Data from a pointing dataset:
-- BEGIN --
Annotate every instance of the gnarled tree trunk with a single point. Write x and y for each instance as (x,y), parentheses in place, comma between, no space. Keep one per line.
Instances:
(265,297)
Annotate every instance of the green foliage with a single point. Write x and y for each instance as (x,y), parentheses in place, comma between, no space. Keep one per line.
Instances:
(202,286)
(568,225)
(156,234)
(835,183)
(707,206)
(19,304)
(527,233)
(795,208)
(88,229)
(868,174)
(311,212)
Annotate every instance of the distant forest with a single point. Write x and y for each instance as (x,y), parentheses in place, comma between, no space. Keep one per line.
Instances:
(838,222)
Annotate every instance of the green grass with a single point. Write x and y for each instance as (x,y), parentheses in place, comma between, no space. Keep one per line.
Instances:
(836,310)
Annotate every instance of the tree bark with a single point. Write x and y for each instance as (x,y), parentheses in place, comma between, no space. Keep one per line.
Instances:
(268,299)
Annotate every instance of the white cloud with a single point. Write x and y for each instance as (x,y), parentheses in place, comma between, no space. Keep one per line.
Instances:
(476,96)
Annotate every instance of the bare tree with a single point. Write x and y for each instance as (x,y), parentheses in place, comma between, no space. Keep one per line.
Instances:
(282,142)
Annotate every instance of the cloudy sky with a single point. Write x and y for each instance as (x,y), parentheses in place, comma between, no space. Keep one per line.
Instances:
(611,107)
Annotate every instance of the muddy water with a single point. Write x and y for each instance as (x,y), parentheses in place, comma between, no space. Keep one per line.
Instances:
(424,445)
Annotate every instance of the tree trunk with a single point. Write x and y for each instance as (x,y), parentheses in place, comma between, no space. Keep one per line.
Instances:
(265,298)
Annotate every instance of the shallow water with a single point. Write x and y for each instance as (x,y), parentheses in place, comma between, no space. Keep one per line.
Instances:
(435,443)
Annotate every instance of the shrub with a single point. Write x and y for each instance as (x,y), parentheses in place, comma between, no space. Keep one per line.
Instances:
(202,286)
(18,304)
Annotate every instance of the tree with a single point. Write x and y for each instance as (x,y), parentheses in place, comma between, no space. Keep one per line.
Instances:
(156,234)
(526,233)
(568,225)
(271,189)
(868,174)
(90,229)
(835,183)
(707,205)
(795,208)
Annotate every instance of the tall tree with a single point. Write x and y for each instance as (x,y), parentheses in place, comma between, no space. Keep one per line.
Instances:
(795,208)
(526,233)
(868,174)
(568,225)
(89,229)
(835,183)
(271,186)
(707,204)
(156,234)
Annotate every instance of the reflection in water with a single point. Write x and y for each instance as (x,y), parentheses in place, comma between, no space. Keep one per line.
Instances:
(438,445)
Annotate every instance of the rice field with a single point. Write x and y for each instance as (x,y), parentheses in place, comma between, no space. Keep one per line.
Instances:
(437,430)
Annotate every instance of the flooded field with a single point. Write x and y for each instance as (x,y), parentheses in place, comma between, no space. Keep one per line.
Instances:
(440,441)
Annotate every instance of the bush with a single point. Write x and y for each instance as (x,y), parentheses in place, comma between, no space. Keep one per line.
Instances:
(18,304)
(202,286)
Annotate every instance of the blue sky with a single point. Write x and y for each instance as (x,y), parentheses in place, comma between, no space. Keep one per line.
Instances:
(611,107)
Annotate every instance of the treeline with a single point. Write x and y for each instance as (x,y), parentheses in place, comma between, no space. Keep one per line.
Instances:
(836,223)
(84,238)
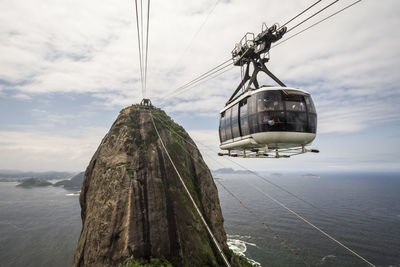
-- END --
Arrange everything from the line containing "Annotate every instance of the blue" down to the end of the data as a Markdown table with the columns Row and Line, numbering each line and skipping blank lines. Leave the pictures out of the answer.

▶ _OUTPUT FOR THIS EXERCISE_:
| Row | Line |
|---|---|
| 1 | Annotate every instance of the blue sky with a single point. Write x and y for each instance as (x,y), parentheses in place, comma between, no space. Keep one per line. |
| 2 | Instances: |
| 3 | (611,107) |
| 4 | Annotate every instance of the treeline with a single point. Write x and y for each instance as (x,y), parentheses in place, comma between, no space. Keep one per line. |
| 5 | Instances: |
| 6 | (836,223) |
| 7 | (84,238) |